| WHAT YOU ARE ASKED TO DO |
Search the records below for the word "human". Copy each line where it occurs.

| DATA FOR THE TASK |
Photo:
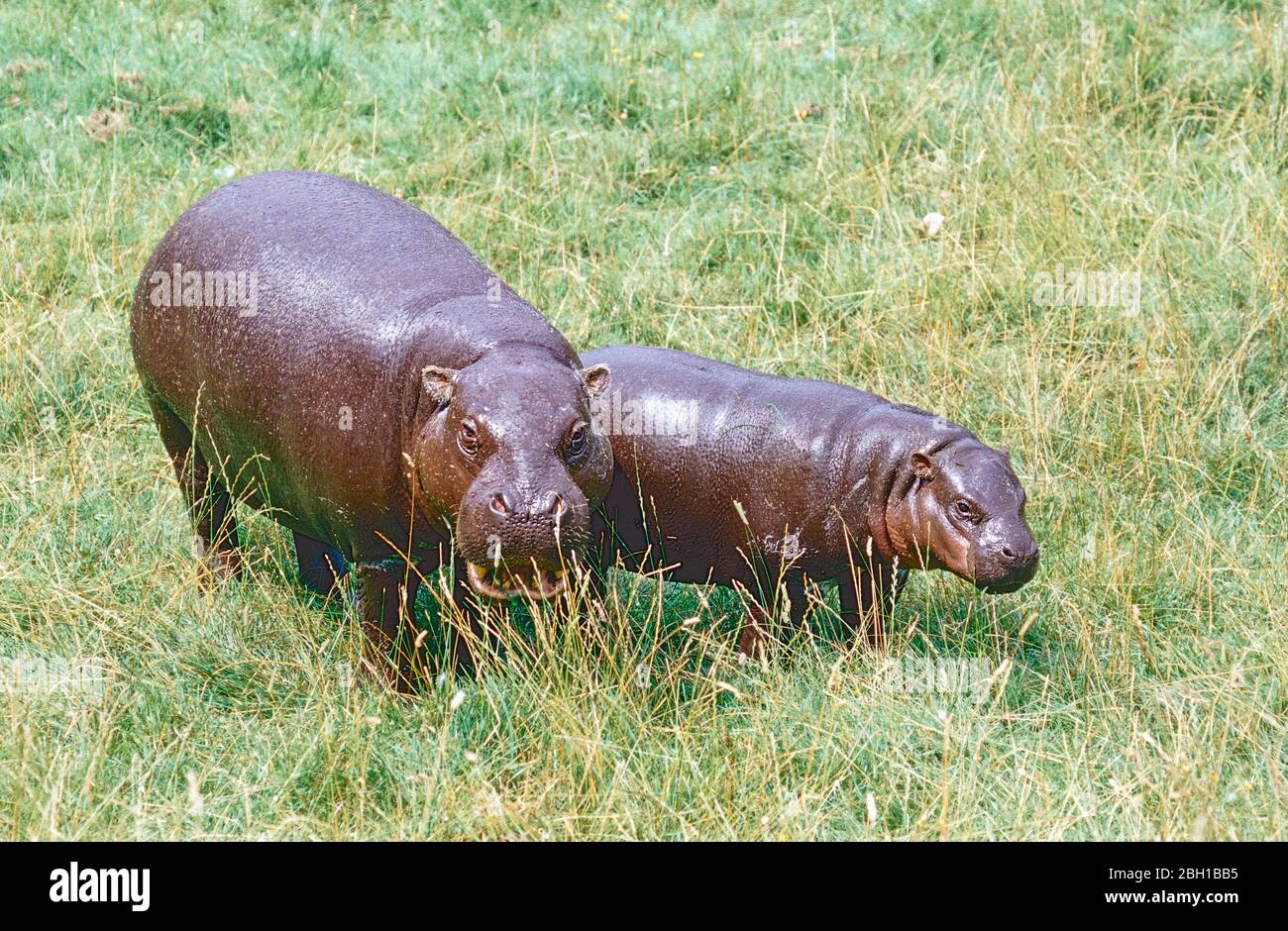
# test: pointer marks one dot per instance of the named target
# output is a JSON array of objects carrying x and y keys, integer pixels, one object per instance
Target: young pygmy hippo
[{"x": 730, "y": 476}]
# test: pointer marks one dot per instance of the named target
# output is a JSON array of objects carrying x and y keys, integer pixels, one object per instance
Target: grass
[{"x": 655, "y": 172}]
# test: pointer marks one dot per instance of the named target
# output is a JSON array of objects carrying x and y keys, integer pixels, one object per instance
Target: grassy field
[{"x": 742, "y": 180}]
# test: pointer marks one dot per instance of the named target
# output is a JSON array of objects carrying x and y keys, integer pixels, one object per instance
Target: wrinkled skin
[
  {"x": 768, "y": 481},
  {"x": 339, "y": 397}
]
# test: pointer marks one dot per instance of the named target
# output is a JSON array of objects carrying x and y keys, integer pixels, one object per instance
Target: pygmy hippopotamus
[
  {"x": 333, "y": 356},
  {"x": 751, "y": 480}
]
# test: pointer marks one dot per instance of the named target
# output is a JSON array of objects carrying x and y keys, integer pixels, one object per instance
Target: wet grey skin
[
  {"x": 374, "y": 387},
  {"x": 732, "y": 476}
]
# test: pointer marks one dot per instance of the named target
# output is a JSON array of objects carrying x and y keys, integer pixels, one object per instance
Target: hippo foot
[{"x": 218, "y": 567}]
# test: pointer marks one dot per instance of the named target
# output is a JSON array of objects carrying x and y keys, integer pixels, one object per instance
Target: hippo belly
[{"x": 333, "y": 356}]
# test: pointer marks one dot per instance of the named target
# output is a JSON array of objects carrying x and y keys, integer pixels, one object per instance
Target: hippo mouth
[
  {"x": 1003, "y": 587},
  {"x": 503, "y": 582}
]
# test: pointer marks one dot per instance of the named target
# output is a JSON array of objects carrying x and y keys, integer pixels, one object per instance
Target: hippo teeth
[{"x": 502, "y": 582}]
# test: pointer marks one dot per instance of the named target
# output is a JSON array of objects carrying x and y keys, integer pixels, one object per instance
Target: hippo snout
[
  {"x": 518, "y": 539},
  {"x": 1010, "y": 566}
]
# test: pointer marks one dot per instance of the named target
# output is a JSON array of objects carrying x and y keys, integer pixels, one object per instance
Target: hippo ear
[
  {"x": 596, "y": 380},
  {"x": 922, "y": 466},
  {"x": 438, "y": 382}
]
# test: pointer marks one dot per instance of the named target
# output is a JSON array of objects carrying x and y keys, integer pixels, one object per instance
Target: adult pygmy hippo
[
  {"x": 745, "y": 479},
  {"x": 330, "y": 353}
]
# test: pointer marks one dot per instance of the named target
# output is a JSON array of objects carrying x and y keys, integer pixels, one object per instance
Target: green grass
[{"x": 643, "y": 172}]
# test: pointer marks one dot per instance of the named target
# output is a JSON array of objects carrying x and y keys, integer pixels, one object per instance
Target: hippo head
[
  {"x": 509, "y": 452},
  {"x": 962, "y": 510}
]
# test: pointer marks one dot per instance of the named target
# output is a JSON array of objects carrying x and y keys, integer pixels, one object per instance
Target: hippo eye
[
  {"x": 578, "y": 441},
  {"x": 468, "y": 438}
]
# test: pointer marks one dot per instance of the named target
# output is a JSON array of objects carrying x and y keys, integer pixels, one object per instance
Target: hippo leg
[
  {"x": 321, "y": 566},
  {"x": 761, "y": 613},
  {"x": 386, "y": 594},
  {"x": 867, "y": 597},
  {"x": 209, "y": 502}
]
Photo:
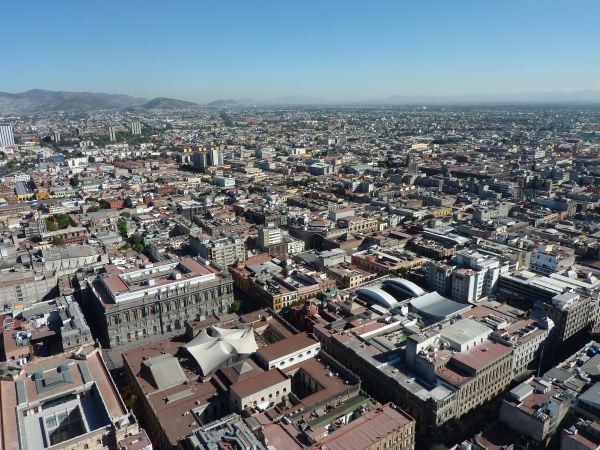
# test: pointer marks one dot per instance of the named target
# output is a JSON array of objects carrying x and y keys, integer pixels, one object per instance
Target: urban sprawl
[{"x": 301, "y": 277}]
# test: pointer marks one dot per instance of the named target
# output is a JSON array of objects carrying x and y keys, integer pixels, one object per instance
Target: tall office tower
[
  {"x": 215, "y": 157},
  {"x": 6, "y": 135},
  {"x": 136, "y": 128}
]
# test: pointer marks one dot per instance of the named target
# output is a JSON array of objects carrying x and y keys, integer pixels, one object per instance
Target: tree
[
  {"x": 122, "y": 227},
  {"x": 235, "y": 306},
  {"x": 75, "y": 181},
  {"x": 50, "y": 225},
  {"x": 137, "y": 242}
]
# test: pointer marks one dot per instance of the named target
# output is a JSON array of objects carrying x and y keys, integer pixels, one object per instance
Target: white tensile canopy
[{"x": 211, "y": 352}]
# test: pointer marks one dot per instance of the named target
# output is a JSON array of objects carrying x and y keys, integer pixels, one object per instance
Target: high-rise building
[
  {"x": 136, "y": 128},
  {"x": 6, "y": 135},
  {"x": 210, "y": 158}
]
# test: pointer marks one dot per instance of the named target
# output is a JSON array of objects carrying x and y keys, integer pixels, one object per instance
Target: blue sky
[{"x": 335, "y": 50}]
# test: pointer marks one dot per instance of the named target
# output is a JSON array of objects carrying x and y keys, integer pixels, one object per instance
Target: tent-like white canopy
[{"x": 212, "y": 352}]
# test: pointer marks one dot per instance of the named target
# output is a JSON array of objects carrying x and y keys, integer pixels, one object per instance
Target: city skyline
[{"x": 336, "y": 53}]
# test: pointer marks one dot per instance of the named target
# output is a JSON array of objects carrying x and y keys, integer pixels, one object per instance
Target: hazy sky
[{"x": 336, "y": 50}]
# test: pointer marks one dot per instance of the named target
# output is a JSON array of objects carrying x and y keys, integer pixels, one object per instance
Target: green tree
[
  {"x": 75, "y": 181},
  {"x": 137, "y": 242},
  {"x": 122, "y": 227},
  {"x": 50, "y": 225}
]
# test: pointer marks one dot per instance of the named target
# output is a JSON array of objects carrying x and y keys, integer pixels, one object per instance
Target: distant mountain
[
  {"x": 288, "y": 100},
  {"x": 222, "y": 103},
  {"x": 168, "y": 103},
  {"x": 38, "y": 100}
]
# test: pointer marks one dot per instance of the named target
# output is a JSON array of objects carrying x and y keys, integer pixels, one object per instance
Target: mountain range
[{"x": 39, "y": 100}]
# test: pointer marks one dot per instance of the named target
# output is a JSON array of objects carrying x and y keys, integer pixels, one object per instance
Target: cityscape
[{"x": 284, "y": 269}]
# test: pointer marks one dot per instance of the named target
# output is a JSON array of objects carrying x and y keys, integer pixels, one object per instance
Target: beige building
[{"x": 261, "y": 392}]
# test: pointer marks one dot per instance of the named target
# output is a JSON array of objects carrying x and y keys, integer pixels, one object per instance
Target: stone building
[{"x": 156, "y": 298}]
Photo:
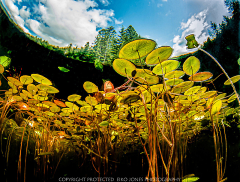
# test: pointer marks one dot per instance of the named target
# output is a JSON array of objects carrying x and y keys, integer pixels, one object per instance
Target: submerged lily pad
[
  {"x": 165, "y": 67},
  {"x": 41, "y": 79},
  {"x": 90, "y": 87},
  {"x": 234, "y": 79},
  {"x": 145, "y": 75},
  {"x": 191, "y": 65}
]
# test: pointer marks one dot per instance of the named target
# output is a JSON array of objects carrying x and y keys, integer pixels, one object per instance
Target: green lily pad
[
  {"x": 63, "y": 69},
  {"x": 137, "y": 49}
]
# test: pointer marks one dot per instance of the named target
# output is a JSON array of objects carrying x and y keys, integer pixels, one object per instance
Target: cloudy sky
[{"x": 62, "y": 22}]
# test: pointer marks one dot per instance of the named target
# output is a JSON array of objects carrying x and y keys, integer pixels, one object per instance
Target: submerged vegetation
[{"x": 160, "y": 107}]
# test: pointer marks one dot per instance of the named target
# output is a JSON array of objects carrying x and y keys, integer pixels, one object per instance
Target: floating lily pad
[
  {"x": 165, "y": 67},
  {"x": 14, "y": 81},
  {"x": 216, "y": 107},
  {"x": 173, "y": 82},
  {"x": 234, "y": 79},
  {"x": 174, "y": 74},
  {"x": 104, "y": 123},
  {"x": 145, "y": 74},
  {"x": 5, "y": 61},
  {"x": 200, "y": 77},
  {"x": 191, "y": 65},
  {"x": 192, "y": 90},
  {"x": 60, "y": 103},
  {"x": 63, "y": 69},
  {"x": 123, "y": 67},
  {"x": 90, "y": 87},
  {"x": 25, "y": 79},
  {"x": 191, "y": 41},
  {"x": 72, "y": 106},
  {"x": 159, "y": 88},
  {"x": 1, "y": 68},
  {"x": 74, "y": 97},
  {"x": 159, "y": 55},
  {"x": 47, "y": 88},
  {"x": 41, "y": 79},
  {"x": 91, "y": 100},
  {"x": 32, "y": 89},
  {"x": 137, "y": 49}
]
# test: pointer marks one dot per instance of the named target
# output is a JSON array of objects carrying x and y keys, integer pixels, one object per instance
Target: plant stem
[{"x": 223, "y": 72}]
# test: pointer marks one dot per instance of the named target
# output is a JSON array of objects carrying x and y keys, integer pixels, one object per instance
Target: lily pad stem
[{"x": 223, "y": 72}]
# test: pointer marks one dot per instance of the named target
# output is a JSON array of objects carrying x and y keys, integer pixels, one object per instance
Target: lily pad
[
  {"x": 137, "y": 49},
  {"x": 234, "y": 79},
  {"x": 90, "y": 87},
  {"x": 41, "y": 79},
  {"x": 200, "y": 77},
  {"x": 165, "y": 67},
  {"x": 123, "y": 67},
  {"x": 191, "y": 65},
  {"x": 159, "y": 55}
]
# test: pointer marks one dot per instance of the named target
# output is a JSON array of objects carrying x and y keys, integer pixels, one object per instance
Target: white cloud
[
  {"x": 196, "y": 25},
  {"x": 117, "y": 22},
  {"x": 199, "y": 24},
  {"x": 105, "y": 2},
  {"x": 62, "y": 22}
]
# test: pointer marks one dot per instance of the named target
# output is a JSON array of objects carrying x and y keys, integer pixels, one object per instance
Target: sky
[{"x": 168, "y": 22}]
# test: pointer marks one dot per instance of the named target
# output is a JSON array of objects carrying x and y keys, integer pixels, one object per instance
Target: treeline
[
  {"x": 104, "y": 49},
  {"x": 224, "y": 45}
]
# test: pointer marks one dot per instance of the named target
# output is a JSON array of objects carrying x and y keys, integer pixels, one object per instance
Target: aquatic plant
[{"x": 159, "y": 107}]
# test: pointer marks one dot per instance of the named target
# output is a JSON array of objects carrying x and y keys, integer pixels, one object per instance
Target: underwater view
[{"x": 104, "y": 90}]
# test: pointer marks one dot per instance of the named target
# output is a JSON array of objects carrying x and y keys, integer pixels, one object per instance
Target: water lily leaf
[
  {"x": 55, "y": 109},
  {"x": 60, "y": 103},
  {"x": 234, "y": 79},
  {"x": 182, "y": 87},
  {"x": 123, "y": 67},
  {"x": 145, "y": 74},
  {"x": 74, "y": 97},
  {"x": 1, "y": 68},
  {"x": 72, "y": 106},
  {"x": 232, "y": 98},
  {"x": 173, "y": 82},
  {"x": 216, "y": 107},
  {"x": 46, "y": 153},
  {"x": 159, "y": 55},
  {"x": 47, "y": 88},
  {"x": 165, "y": 67},
  {"x": 159, "y": 88},
  {"x": 90, "y": 87},
  {"x": 191, "y": 41},
  {"x": 192, "y": 90},
  {"x": 41, "y": 79},
  {"x": 17, "y": 98},
  {"x": 174, "y": 74},
  {"x": 32, "y": 89},
  {"x": 104, "y": 123},
  {"x": 91, "y": 100},
  {"x": 191, "y": 65},
  {"x": 14, "y": 81},
  {"x": 200, "y": 77},
  {"x": 63, "y": 69},
  {"x": 5, "y": 61},
  {"x": 191, "y": 179},
  {"x": 137, "y": 49},
  {"x": 208, "y": 94},
  {"x": 25, "y": 79}
]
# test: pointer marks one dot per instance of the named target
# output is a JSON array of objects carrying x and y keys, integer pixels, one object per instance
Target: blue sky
[{"x": 62, "y": 22}]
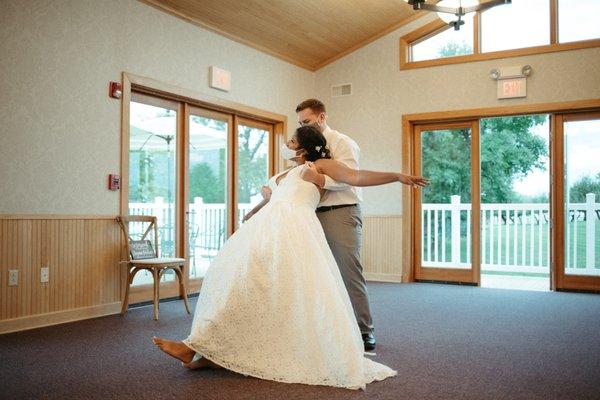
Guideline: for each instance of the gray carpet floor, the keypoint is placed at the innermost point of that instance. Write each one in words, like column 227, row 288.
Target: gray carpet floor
column 445, row 341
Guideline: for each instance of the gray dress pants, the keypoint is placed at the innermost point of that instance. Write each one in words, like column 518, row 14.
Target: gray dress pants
column 343, row 230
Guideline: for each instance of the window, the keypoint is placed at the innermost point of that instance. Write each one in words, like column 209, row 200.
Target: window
column 520, row 28
column 447, row 43
column 578, row 20
column 523, row 23
column 195, row 162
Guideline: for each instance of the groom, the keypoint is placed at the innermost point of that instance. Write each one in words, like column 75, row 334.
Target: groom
column 340, row 215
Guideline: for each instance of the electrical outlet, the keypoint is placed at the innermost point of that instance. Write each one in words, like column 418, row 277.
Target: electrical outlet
column 13, row 277
column 45, row 275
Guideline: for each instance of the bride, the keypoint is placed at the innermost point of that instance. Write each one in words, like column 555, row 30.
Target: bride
column 273, row 304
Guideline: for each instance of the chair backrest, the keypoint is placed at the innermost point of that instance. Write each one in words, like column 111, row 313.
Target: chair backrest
column 124, row 221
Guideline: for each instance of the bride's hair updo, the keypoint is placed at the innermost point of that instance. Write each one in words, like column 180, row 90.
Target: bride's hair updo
column 310, row 139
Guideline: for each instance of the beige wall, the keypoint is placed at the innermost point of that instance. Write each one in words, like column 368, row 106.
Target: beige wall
column 59, row 130
column 382, row 94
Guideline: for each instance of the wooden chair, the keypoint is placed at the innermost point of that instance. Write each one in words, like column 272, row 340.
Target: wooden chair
column 152, row 262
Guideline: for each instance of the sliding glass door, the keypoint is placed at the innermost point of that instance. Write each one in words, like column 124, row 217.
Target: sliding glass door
column 208, row 200
column 199, row 171
column 447, row 211
column 576, row 206
column 153, row 140
column 254, row 163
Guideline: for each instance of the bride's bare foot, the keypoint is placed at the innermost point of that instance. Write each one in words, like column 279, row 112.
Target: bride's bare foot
column 175, row 349
column 201, row 363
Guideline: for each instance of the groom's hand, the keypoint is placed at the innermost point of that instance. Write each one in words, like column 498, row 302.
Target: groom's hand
column 266, row 192
column 310, row 173
column 414, row 181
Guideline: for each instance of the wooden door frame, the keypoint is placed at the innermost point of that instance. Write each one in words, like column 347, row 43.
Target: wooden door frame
column 561, row 280
column 185, row 97
column 461, row 275
column 409, row 121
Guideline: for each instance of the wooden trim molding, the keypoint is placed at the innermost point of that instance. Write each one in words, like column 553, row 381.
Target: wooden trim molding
column 56, row 216
column 59, row 317
column 454, row 115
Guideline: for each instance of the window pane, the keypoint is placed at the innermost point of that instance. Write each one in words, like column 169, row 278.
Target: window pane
column 582, row 197
column 207, row 208
column 578, row 20
column 523, row 23
column 515, row 210
column 253, row 167
column 446, row 203
column 152, row 180
column 445, row 44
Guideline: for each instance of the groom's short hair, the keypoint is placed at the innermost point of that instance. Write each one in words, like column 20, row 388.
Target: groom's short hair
column 315, row 105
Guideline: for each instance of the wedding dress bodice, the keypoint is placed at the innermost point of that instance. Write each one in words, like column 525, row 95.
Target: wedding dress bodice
column 295, row 191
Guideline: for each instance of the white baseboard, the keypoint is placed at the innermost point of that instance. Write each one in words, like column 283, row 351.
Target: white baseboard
column 59, row 317
column 374, row 277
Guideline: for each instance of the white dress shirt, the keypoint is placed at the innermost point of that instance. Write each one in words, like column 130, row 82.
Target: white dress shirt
column 345, row 150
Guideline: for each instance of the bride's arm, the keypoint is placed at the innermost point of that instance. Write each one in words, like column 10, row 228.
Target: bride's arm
column 314, row 172
column 256, row 209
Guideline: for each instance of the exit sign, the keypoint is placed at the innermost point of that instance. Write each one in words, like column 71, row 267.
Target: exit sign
column 512, row 88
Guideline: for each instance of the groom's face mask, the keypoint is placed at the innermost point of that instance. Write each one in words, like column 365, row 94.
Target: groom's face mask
column 289, row 154
column 308, row 117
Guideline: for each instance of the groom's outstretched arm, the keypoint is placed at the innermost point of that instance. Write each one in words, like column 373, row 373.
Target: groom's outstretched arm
column 316, row 173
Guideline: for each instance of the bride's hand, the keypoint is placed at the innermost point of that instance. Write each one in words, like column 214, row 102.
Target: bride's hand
column 414, row 181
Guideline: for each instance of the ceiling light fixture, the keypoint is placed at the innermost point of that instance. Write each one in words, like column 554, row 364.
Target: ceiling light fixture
column 453, row 11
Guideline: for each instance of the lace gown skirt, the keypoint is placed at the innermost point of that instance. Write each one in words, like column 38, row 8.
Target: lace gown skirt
column 273, row 304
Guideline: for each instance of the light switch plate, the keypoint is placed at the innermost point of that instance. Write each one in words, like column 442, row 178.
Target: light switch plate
column 13, row 277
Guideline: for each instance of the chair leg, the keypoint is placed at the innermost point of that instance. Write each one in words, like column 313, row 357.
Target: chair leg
column 182, row 289
column 125, row 305
column 156, row 283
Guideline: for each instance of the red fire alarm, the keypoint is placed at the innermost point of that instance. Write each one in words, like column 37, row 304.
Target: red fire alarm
column 114, row 90
column 114, row 182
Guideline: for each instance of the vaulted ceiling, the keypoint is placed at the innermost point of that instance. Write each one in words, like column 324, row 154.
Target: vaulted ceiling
column 308, row 33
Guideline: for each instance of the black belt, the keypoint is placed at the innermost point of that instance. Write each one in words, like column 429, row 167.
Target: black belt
column 329, row 208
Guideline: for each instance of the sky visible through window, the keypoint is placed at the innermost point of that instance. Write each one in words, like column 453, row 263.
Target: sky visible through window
column 582, row 141
column 523, row 23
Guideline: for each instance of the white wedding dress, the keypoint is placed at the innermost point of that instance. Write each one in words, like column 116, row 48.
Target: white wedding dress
column 273, row 304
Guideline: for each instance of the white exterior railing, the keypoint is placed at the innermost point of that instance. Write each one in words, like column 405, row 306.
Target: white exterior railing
column 514, row 237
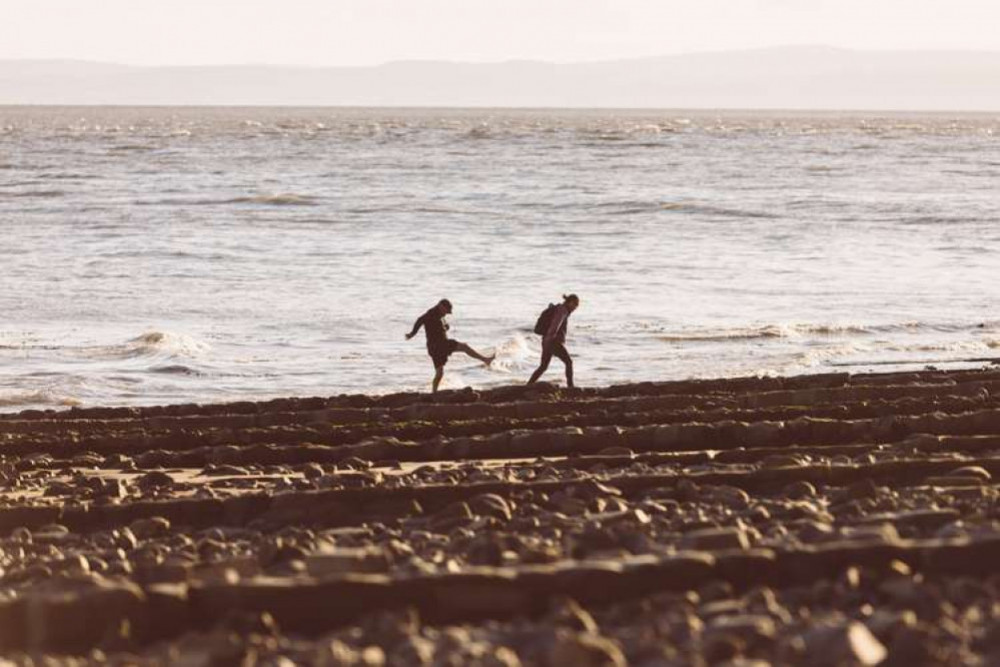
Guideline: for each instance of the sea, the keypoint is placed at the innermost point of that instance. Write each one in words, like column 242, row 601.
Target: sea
column 177, row 255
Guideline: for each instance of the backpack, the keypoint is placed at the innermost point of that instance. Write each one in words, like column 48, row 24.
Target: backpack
column 544, row 320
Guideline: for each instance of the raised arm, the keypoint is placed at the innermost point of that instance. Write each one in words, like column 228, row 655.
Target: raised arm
column 416, row 326
column 558, row 320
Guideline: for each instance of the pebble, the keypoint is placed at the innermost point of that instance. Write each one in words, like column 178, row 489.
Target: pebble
column 715, row 539
column 583, row 649
column 841, row 644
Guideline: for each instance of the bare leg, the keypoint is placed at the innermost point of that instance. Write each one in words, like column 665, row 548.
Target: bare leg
column 543, row 366
column 563, row 354
column 462, row 347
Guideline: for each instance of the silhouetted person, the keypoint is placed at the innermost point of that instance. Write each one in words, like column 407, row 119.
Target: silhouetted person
column 439, row 346
column 554, row 337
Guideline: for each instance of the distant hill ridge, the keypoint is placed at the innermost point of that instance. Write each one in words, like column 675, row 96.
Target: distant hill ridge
column 802, row 77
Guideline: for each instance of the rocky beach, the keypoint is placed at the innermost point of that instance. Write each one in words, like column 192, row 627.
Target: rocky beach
column 834, row 519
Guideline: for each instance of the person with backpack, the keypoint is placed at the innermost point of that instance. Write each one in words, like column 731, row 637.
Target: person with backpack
column 551, row 326
column 439, row 346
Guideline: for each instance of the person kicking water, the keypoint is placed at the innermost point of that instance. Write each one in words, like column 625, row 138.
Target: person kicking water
column 551, row 326
column 439, row 346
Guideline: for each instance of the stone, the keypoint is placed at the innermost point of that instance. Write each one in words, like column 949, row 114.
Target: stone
column 490, row 504
column 584, row 650
column 715, row 539
column 566, row 612
column 330, row 560
column 972, row 471
column 799, row 490
column 154, row 480
column 150, row 527
column 751, row 629
column 842, row 643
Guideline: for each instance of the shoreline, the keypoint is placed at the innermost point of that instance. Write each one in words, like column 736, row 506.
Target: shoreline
column 541, row 525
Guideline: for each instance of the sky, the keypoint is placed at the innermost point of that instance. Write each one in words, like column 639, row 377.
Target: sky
column 369, row 32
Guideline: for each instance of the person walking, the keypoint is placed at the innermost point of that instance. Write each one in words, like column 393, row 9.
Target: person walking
column 552, row 327
column 439, row 346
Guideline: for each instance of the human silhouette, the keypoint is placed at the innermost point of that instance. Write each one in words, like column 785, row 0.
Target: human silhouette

| ANSWER AREA |
Guideline: for each instance of the human silhouette, the keypoint is placed at the innermost point of that instance. Write each one in words, like column 785, row 0.
Target: human silhouette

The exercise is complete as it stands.